─── Records shown

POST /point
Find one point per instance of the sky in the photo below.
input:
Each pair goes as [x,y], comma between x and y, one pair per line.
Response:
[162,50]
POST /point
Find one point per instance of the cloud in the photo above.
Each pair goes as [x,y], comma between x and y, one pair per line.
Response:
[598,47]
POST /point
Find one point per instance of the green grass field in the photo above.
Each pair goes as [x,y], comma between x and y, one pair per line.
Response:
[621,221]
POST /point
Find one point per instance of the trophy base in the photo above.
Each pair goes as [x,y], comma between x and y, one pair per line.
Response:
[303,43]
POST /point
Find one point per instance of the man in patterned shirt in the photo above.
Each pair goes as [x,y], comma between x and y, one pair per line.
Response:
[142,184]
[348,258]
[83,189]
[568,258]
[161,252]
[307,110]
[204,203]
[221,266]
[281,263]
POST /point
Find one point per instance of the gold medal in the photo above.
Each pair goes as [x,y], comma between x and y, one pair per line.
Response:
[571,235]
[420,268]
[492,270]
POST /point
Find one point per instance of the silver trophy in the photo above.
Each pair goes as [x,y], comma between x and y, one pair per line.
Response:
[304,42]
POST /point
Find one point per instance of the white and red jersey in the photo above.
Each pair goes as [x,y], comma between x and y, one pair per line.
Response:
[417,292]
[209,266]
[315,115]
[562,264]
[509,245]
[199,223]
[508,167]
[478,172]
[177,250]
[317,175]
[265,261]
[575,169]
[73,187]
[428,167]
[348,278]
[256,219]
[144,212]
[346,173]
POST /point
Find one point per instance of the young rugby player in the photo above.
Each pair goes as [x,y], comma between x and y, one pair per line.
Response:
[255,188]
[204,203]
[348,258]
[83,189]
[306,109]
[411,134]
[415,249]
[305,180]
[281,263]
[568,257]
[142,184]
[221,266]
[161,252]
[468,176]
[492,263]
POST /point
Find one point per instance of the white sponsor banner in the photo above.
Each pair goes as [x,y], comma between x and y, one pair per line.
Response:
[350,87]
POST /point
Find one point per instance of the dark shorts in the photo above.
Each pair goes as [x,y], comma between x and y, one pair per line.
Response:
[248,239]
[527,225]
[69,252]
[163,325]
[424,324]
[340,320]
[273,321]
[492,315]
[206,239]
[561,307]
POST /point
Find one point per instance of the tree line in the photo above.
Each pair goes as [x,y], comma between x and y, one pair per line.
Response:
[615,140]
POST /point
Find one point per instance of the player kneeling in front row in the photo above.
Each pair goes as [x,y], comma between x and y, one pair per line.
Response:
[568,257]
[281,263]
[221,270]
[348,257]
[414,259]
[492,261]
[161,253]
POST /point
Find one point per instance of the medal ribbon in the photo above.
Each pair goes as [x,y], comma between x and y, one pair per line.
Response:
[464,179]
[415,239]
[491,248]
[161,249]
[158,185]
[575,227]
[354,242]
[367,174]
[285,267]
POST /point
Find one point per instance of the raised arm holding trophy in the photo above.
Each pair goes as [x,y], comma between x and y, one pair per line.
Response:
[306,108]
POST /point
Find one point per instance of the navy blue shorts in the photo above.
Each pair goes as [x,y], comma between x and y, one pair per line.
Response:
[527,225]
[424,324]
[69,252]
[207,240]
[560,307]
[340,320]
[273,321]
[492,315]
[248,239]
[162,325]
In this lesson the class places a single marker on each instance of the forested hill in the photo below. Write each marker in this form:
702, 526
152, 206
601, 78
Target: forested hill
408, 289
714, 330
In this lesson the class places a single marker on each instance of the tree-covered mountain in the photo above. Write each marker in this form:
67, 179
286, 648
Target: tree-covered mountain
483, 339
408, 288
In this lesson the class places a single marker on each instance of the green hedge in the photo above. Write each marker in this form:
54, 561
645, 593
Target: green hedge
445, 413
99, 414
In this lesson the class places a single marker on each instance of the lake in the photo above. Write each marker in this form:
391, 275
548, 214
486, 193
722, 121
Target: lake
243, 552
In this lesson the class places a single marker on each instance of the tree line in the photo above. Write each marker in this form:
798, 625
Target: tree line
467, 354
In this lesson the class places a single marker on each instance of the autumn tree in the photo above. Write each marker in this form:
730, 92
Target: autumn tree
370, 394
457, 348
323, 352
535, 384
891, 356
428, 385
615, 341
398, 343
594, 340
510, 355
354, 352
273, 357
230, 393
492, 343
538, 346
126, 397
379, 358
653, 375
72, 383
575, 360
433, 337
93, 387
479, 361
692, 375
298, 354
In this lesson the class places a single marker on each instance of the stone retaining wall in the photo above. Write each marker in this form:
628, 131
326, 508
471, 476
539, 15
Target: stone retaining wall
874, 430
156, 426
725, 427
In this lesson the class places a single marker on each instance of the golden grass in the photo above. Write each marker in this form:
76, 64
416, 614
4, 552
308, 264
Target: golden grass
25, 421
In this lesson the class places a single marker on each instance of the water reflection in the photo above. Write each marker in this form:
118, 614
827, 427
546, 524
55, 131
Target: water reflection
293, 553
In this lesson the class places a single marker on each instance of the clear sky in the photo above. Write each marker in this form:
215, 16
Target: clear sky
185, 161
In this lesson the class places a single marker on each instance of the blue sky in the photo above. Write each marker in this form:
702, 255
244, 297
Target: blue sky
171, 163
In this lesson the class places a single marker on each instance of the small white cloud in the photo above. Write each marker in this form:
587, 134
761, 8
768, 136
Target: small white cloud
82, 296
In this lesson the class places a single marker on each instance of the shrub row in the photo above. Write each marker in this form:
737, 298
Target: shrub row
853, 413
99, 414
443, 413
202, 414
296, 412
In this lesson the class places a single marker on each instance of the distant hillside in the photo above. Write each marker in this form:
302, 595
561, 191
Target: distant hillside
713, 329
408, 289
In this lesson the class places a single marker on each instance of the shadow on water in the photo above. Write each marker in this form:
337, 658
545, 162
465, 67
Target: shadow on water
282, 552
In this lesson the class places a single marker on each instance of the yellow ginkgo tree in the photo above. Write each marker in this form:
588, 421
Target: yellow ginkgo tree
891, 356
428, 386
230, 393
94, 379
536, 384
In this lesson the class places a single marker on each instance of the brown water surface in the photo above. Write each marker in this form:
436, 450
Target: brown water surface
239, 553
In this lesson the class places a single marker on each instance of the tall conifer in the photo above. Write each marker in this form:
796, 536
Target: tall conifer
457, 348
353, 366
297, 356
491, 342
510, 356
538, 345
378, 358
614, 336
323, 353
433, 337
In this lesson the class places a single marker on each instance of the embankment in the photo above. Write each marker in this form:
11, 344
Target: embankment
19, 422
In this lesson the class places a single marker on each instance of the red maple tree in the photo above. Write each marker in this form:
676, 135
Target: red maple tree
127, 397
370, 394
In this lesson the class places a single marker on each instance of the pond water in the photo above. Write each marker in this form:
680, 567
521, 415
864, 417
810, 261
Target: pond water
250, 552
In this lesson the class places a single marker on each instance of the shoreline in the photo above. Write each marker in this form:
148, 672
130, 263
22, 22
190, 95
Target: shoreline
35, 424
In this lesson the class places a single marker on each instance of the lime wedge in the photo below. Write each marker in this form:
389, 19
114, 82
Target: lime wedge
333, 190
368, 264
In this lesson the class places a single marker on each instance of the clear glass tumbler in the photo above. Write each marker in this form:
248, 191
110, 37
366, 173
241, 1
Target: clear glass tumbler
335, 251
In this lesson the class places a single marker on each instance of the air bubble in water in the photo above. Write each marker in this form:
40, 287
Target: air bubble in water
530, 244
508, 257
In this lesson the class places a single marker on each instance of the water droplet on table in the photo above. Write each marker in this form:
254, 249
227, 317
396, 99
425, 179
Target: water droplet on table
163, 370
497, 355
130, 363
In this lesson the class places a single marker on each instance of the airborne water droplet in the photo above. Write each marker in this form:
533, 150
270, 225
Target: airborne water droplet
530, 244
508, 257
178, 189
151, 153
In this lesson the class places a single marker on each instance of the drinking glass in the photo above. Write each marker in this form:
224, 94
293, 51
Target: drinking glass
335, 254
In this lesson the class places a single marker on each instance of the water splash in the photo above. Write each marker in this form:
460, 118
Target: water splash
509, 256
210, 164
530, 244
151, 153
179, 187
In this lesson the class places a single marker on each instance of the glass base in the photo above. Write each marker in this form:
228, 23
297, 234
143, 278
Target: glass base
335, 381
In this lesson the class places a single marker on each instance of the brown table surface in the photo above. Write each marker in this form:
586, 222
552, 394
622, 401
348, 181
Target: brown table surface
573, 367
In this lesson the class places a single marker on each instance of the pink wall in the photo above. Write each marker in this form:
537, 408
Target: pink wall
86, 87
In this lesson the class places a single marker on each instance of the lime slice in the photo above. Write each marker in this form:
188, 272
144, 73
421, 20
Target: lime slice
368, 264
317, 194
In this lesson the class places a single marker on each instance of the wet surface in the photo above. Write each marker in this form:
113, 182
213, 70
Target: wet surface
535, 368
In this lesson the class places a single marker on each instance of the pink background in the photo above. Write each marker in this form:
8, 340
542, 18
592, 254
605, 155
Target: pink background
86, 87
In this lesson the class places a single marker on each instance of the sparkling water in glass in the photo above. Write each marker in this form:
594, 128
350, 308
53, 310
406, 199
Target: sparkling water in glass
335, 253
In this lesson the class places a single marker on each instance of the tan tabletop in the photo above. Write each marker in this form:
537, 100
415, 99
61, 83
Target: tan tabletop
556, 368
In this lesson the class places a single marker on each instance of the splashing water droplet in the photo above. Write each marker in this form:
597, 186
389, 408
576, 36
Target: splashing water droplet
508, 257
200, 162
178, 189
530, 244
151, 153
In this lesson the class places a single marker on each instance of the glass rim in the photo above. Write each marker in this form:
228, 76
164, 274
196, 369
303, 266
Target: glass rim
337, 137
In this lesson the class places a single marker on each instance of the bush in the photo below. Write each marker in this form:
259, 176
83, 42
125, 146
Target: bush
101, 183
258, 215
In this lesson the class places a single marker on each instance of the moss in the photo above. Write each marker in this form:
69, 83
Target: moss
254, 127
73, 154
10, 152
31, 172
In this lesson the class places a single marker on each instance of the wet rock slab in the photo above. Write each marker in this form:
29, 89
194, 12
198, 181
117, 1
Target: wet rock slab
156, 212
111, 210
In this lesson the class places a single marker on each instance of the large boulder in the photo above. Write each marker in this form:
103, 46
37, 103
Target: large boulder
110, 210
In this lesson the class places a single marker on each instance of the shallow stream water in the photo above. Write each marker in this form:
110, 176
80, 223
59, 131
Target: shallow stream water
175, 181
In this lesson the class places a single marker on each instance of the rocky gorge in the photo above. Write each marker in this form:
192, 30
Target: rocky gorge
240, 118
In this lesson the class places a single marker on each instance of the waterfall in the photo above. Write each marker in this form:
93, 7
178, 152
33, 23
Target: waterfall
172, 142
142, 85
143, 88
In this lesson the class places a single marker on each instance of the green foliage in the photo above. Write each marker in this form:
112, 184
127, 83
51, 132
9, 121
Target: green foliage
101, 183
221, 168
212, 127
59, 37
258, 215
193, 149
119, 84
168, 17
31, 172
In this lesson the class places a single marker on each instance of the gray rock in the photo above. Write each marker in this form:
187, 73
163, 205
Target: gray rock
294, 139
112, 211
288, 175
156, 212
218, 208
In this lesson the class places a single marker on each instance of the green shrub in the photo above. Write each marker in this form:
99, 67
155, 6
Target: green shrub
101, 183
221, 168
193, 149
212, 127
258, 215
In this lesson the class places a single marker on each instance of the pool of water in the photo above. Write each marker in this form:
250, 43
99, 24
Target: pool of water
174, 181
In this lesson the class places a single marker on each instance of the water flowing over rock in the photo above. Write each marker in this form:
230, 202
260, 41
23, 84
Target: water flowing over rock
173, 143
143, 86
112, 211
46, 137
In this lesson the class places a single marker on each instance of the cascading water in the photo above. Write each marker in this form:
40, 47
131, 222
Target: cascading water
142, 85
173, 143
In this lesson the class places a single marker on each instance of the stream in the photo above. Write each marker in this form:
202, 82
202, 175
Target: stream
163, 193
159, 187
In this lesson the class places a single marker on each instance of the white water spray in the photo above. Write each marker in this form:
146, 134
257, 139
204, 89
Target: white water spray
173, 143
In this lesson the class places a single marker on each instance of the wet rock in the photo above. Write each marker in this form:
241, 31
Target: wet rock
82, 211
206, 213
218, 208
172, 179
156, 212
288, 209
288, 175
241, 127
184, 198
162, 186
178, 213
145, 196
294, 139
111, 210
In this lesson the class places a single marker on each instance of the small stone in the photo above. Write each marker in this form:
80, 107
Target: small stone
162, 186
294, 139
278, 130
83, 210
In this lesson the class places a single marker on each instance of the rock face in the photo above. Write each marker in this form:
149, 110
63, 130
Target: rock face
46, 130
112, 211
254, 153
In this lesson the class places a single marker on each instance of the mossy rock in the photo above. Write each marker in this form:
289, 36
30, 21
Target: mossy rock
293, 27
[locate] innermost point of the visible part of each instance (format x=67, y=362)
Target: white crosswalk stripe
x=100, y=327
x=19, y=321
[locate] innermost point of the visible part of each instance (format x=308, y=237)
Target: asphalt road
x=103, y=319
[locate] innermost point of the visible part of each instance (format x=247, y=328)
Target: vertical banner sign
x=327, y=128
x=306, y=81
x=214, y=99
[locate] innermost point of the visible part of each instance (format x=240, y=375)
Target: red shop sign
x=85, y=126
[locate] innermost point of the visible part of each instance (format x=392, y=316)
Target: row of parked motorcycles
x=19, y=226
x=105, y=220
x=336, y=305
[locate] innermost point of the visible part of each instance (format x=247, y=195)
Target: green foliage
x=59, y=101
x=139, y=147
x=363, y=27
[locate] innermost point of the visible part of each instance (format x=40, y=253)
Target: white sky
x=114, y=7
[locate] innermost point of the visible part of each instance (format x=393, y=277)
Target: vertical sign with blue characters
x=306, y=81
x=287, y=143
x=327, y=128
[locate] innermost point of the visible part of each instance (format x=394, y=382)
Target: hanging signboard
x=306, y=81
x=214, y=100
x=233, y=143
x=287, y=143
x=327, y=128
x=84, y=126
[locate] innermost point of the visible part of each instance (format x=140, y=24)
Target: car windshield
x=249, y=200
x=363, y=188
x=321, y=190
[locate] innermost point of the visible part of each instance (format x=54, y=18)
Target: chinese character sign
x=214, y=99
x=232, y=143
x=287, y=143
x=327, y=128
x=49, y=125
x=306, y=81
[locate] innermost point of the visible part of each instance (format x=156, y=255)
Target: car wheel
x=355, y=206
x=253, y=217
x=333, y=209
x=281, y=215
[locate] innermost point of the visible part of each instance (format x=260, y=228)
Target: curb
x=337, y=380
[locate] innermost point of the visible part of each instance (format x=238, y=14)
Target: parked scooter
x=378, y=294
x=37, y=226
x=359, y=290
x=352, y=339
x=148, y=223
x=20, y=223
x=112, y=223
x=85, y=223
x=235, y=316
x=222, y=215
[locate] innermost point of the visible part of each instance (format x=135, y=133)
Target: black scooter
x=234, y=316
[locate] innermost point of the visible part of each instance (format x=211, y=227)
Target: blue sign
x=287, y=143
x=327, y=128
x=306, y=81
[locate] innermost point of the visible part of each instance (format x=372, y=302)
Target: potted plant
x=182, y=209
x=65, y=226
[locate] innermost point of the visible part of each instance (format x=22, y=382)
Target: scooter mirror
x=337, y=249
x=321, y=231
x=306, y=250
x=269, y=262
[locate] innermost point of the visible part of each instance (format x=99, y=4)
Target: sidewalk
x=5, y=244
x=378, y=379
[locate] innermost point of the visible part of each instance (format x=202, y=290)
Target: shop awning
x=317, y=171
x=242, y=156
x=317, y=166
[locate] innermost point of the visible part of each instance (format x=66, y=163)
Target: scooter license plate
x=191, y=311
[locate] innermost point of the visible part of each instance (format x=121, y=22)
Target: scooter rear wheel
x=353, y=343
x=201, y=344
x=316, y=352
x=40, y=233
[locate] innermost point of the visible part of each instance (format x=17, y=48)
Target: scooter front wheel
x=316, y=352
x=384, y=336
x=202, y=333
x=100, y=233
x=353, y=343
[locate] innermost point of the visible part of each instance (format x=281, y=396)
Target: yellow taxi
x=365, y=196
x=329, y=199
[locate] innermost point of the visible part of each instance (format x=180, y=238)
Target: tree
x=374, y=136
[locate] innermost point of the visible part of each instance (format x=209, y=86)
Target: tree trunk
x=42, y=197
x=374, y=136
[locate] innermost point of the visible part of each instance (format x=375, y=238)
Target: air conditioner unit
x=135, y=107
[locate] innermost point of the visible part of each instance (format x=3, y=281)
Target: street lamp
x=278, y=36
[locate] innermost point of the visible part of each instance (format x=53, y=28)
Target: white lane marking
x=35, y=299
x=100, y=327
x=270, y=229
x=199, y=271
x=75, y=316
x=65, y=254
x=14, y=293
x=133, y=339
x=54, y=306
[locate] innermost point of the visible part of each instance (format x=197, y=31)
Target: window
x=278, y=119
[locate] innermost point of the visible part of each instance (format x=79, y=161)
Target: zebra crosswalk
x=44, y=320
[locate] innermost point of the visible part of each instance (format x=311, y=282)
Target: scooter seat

──────

_What to produce_
For the string "below", return every line of the data where it appears.

_Answer box_
Find one point per instance of the sky in the photo below.
In this lesson the class places a single marker on each instance of the forested hill in the photo below. Write each marker in this form:
In this lesson the class places a single marker on each instance of the lime wedge in the photo below. Write each marker in this form:
In this lesson the class places a single marker on each instance of the bush in the photo below. Write each marker in this form:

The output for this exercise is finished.